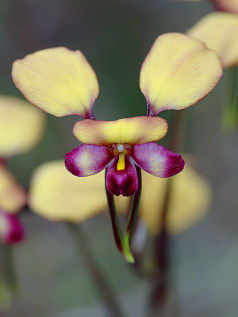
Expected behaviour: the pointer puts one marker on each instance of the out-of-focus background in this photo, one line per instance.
(116, 35)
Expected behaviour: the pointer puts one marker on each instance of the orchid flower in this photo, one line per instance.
(173, 76)
(219, 32)
(57, 195)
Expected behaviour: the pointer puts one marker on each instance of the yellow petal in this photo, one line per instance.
(57, 80)
(136, 130)
(12, 195)
(219, 32)
(21, 126)
(59, 196)
(178, 72)
(190, 201)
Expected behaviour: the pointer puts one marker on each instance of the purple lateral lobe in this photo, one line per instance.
(11, 228)
(87, 159)
(123, 182)
(157, 160)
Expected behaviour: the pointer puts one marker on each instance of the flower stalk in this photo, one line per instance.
(123, 241)
(104, 290)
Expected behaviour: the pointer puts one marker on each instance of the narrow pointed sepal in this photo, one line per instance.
(122, 182)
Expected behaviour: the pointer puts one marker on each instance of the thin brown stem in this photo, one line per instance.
(104, 289)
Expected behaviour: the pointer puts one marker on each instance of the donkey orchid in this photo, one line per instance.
(118, 146)
(57, 195)
(174, 75)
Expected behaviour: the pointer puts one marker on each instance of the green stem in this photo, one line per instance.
(230, 114)
(104, 290)
(123, 241)
(8, 267)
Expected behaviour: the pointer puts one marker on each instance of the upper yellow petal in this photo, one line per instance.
(189, 202)
(134, 130)
(178, 72)
(59, 196)
(57, 80)
(21, 126)
(12, 195)
(219, 32)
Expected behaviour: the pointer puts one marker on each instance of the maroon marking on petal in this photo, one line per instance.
(157, 160)
(87, 159)
(14, 231)
(175, 164)
(123, 182)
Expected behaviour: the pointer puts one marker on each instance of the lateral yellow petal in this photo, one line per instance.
(219, 32)
(59, 196)
(136, 130)
(21, 126)
(190, 200)
(12, 195)
(57, 80)
(178, 72)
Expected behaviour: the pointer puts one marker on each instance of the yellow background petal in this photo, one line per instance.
(58, 195)
(226, 5)
(12, 195)
(219, 32)
(190, 200)
(134, 130)
(57, 80)
(21, 126)
(178, 72)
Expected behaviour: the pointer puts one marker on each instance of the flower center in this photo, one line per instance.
(121, 150)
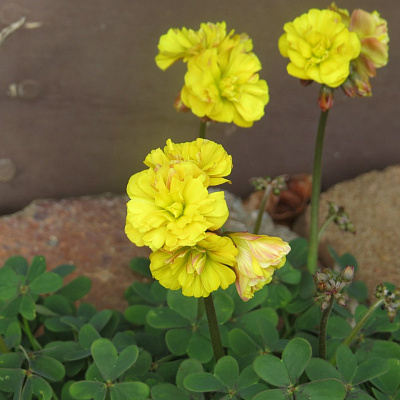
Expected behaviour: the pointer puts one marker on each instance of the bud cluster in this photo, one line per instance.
(340, 218)
(277, 184)
(330, 285)
(391, 300)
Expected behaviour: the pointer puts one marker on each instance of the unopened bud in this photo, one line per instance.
(179, 105)
(325, 99)
(347, 274)
(342, 299)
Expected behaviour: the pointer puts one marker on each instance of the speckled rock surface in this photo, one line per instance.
(372, 201)
(89, 233)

+++

• À FAIRE
Réécris tous les enregistrements ci-dessus en remplaçant "one marker" par "one dot", sans rien changer d'autre. Ne reprends pas les images dans ta réponse.

• RÉPONSE
Expected behaviour: the pointer puts one dot on each instance of the out-of-focus background in this photo, one line per instance.
(116, 35)
Expected behaviour: the pointer puts one dot on each instance of the orchid flower in this photo, one line per instance.
(173, 76)
(219, 32)
(57, 195)
Expected behaviour: the pointer puts one dot on each instance of the yellow petal in this photo, one line per instance.
(57, 80)
(136, 130)
(12, 195)
(219, 32)
(21, 126)
(59, 196)
(178, 72)
(190, 201)
Expected behaviour: the pointer puts one dot on each instance of the purple lateral lobe in this photo, one line per instance.
(11, 228)
(87, 159)
(123, 182)
(157, 160)
Expected behaviour: the pointer puts one dot on each instance of the flower stalk in this photo, one line per instance.
(123, 241)
(104, 290)
Expected behaviour: the pointer puts one dot on each instance of the narrow pointed sepal in this photo, one line per instance.
(122, 182)
Expected behaviour: the pointer puts one dot on each instance of the thin brown stem in this photo, one line per instance.
(104, 289)
Expected behaviour: the pointer puts one dot on each instance of the donkey orchid in this photo, one line per instance.
(118, 146)
(57, 195)
(174, 75)
Expected behaviour: the pointer puts one dot on each instance of the green stem in this photo, one line per instance.
(230, 114)
(104, 290)
(123, 241)
(8, 267)
Expected behaviour: the pointer puts one dot on each instance of the upper yellow petal in this photo, one line per instance.
(189, 202)
(134, 130)
(178, 72)
(59, 196)
(57, 80)
(21, 126)
(12, 195)
(219, 32)
Expected behaviour: the pointer puts one dot on each instance of the maroon marking on petal in this photo, one line per instance.
(157, 160)
(87, 159)
(14, 231)
(175, 164)
(123, 182)
Expected behaviour: the pointer puts one dot on each instance of the lateral yellow petal in this photo, one line per instance.
(219, 32)
(59, 196)
(136, 130)
(21, 126)
(190, 200)
(12, 195)
(57, 80)
(178, 72)
Expected behaviour: the pointer puts one dot on each instance of the yellow background petal in this photo, one line per instance.
(58, 195)
(226, 5)
(12, 195)
(219, 32)
(190, 200)
(134, 130)
(57, 80)
(21, 126)
(178, 72)
Expected behaviour: the pointer puts one dot on each instance of the flower center in this photo, one line per instance.
(121, 150)
Expected behaviour: the pointer puts one dot on each instance of the bud cluster in this photo, one line per instance.
(340, 218)
(277, 184)
(330, 285)
(391, 300)
Expected behaviour: the pointer puts one dot on each instance of the unopened bud in this photo, one line per instance.
(179, 105)
(325, 99)
(347, 274)
(342, 299)
Expected behaviour: the pointer puts one dot on each instance of the speckled rock surface in this photo, one line per instance.
(372, 201)
(89, 233)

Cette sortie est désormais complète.